• WORK TASK
Among the entries, which lines carry the string "pointer"? Copy each of them.

• RECORDS FOR THIS TASK
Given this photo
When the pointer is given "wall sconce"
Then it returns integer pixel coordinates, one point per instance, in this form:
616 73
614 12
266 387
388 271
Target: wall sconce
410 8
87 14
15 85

...

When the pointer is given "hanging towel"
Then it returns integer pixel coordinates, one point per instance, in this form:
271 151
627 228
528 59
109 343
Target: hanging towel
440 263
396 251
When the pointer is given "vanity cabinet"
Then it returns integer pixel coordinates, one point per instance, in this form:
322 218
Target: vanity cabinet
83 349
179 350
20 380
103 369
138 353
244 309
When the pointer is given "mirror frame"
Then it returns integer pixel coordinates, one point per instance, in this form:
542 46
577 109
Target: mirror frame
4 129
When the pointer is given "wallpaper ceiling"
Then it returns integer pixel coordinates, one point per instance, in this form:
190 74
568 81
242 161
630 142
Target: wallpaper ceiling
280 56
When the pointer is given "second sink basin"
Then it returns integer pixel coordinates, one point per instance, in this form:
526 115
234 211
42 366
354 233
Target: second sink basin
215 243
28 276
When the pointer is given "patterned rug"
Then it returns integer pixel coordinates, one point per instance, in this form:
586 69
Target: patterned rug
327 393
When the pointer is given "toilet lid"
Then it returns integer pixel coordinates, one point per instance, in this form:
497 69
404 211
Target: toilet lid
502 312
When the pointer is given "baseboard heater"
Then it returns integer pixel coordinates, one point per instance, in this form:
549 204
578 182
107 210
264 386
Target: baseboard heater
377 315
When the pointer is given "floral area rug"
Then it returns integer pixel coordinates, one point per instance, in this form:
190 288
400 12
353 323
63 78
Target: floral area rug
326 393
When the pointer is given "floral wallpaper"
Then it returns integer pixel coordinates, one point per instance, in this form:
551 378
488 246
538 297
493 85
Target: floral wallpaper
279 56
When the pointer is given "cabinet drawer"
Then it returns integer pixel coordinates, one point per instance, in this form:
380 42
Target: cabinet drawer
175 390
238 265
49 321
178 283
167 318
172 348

• REPLY
When the pointer is given "wall sconce"
When the pointer is given "hanging towel"
When the pointer is given "vanity cabinet"
When the pointer is given "mirror frame"
When the pointer is given "wallpaper ceiling"
When the pointer is given "second sink basin"
When the pointer is given "patterned rug"
When the pointer is given "toilet lid"
When the pointer is given "baseboard heater"
When the pointer is given "floral area rug"
When the pointer is given "floral wallpaper"
When the pointer is given "cabinet drawer"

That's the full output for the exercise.